Cosa si chiede:
A. Verifica se ciascuna delle seguenti affermazioni concorda con il testo sul documentario Project China. (i) Il documentario dura poco più di un'ora. (ii) Il documentario è il frutto di cinque anni di ricerche. (iii) L'incontro online sul documentario si è svolto il 19 febbraio. Per ogni affermazione rispondi sì o no e cita tra virgolette le parole del testo che lo stabiliscono.
B. Secondo il testo sul documentario Project China, chi ha promosso e coordinato l'incontro online?
::: Estratto fornito :::
E’ un viaggio alla scoperta di un problematico confronto con il mondo cinese, fitto di interrogativi e di riflessioni, a costituire l’argomento di Project China, di Elisabetta Giacchi e Thomas Saglia, denso documentario che compendia in poco più di un’ora due anni di ricerche e di incontri con molteplici interlocutori di varia estrazione, età, condizione – cinesi che vivono in Italia, italiani residenti in Cina, sinologi, artisti, imprenditori, professionisti, studenti, giornalisti.
https://giacchielisabetta.wixsite.com/projectchina
https://www.facebook.com/theprojectchina
Ne emerge una caleidoscopica pluralità di voci e di prospettive diverse, incomprimibili in una reductio ad unum, che a sua volta propone ulteriori domande e sollecita a esplorazioni ulteriori, e invita a misurarsi con tale articolata complessità cercando di individuare riferimenti critici e chiavi di lettura utili a interpretarla. Se ne è parlato il 19 febbraio, in un incontro online visibile su youtube (https://youtu.be/ydbT1z9Ppl4 ) al quale ho partecipato insieme agli autori come discussant, promosso e coordinato da Guglielmo Cevolin (Università di Udine/Historia) nell’ambito del XXV Corso di Geopolitica di Historia, con gli interventi di Alessandra Basso, membro della Commissione Intelligenza Artificiale al Parlamento Europeo, di Fabrizio Cigolot, Assessore alla Cultura del Comune di Udine, del senatore Lodovico Sonego (Associazione Norberto Bobbio di Pordenone), e di Nicola Gasbarro, presidente del Comitato scientifico di Vicino/lontano.
::: Voci di dati :::
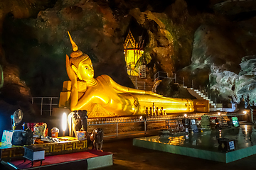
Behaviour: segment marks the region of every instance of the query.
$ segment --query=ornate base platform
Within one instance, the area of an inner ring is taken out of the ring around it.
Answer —
[[[67,138],[73,139],[74,137],[67,137]],[[42,147],[45,150],[46,155],[73,153],[87,150],[87,140],[67,140],[61,142],[34,144],[31,146],[33,145]],[[19,157],[23,155],[23,146],[10,145],[0,142],[0,159]]]
[[[234,149],[223,151],[227,146],[219,141],[224,138],[228,141],[234,141]],[[183,132],[137,138],[134,139],[133,145],[228,163],[256,154],[255,142],[254,125],[242,125],[238,128],[210,130],[193,134]]]
[[[34,162],[33,167],[29,162],[23,160],[2,161],[1,164],[9,169],[94,169],[113,164],[112,154],[97,150],[77,153],[47,156],[42,164]]]

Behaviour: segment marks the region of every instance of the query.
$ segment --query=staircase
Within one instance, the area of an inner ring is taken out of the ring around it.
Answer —
[[[188,88],[187,86],[183,86],[184,89],[186,89],[188,91],[197,99],[200,100],[207,100],[209,101],[210,108],[215,108],[216,103],[214,103],[213,101],[210,101],[204,94],[201,93],[198,89],[194,89],[193,88]],[[210,109],[211,110],[211,109]]]
[[[145,79],[139,78],[135,76],[129,76],[129,78],[134,85],[135,89],[139,90],[152,91],[154,83],[153,79],[150,78],[149,74],[146,74]]]

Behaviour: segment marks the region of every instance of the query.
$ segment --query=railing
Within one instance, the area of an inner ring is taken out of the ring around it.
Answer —
[[[51,115],[53,108],[58,107],[58,97],[33,97],[31,103],[38,106],[41,115]]]
[[[174,121],[174,120],[181,120],[183,118],[188,118],[188,119],[196,119],[198,118],[201,115],[205,113],[198,114],[198,115],[188,115],[186,117],[184,115],[178,115],[178,116],[174,116],[174,117],[155,117],[155,116],[150,116],[149,118],[134,118],[134,119],[124,119],[124,120],[98,120],[98,121],[88,121],[87,125],[114,125],[116,124],[116,133],[114,135],[104,135],[105,137],[112,137],[112,136],[118,136],[119,132],[119,125],[122,123],[144,123],[144,131],[133,131],[133,132],[125,132],[124,135],[132,135],[132,134],[138,134],[138,133],[146,133],[147,131],[149,131],[146,129],[147,123],[150,122],[160,122],[160,121]],[[245,114],[239,114],[239,113],[224,113],[224,114],[208,114],[209,117],[223,117],[223,116],[242,116]]]

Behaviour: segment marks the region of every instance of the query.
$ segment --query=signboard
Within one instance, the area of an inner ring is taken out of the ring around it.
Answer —
[[[235,127],[238,127],[239,121],[238,117],[232,117],[232,123]]]
[[[234,144],[234,141],[232,140],[232,141],[230,141],[228,142],[229,145],[230,145],[230,150],[233,150],[233,149],[235,149],[235,144]]]
[[[146,65],[139,66],[139,77],[146,78]]]

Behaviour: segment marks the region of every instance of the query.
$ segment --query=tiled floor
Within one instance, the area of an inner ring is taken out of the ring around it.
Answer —
[[[218,139],[234,141],[235,150],[222,151]],[[252,125],[135,138],[133,145],[144,148],[228,163],[256,154],[256,129]]]

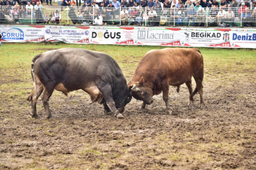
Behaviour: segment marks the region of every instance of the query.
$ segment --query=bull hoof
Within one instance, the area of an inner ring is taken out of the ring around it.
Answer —
[[[204,103],[201,103],[201,104],[200,104],[200,108],[204,108]]]
[[[38,118],[38,115],[37,114],[32,115],[32,118]]]
[[[173,111],[171,109],[166,109],[166,113],[172,115],[173,114]]]
[[[104,110],[104,115],[112,115],[113,113],[110,111],[107,111],[106,110]]]
[[[118,115],[116,115],[117,118],[124,118],[125,117],[123,116],[122,114],[119,113]]]

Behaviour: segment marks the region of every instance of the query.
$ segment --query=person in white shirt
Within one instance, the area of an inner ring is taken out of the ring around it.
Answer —
[[[30,4],[30,2],[28,2],[27,5],[26,5],[26,13],[25,13],[25,16],[27,18],[28,17],[30,18],[31,18],[31,13],[33,14],[33,18],[35,17],[35,16],[34,15],[34,13],[33,13],[33,9],[34,9],[34,6],[32,4]],[[28,16],[28,14],[29,16]]]
[[[92,8],[95,8],[95,9],[99,9],[99,5],[96,4],[95,2],[92,3]]]
[[[219,23],[224,21],[224,19],[225,18],[225,15],[226,15],[226,11],[224,10],[223,10],[222,7],[220,7],[219,13],[217,15],[217,18],[218,19]],[[219,24],[220,24],[220,23],[219,23]]]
:::
Risultati attesi:
A.
(i) Sì: «compendia in poco più di un’ora».
(ii) No: «due anni di ricerche e di incontri».
(iii) Sì: «Se ne è parlato il 19 febbraio».

B. L'incontro è stato promosso e coordinato da Guglielmo Cevolin (Università di Udine/Historia).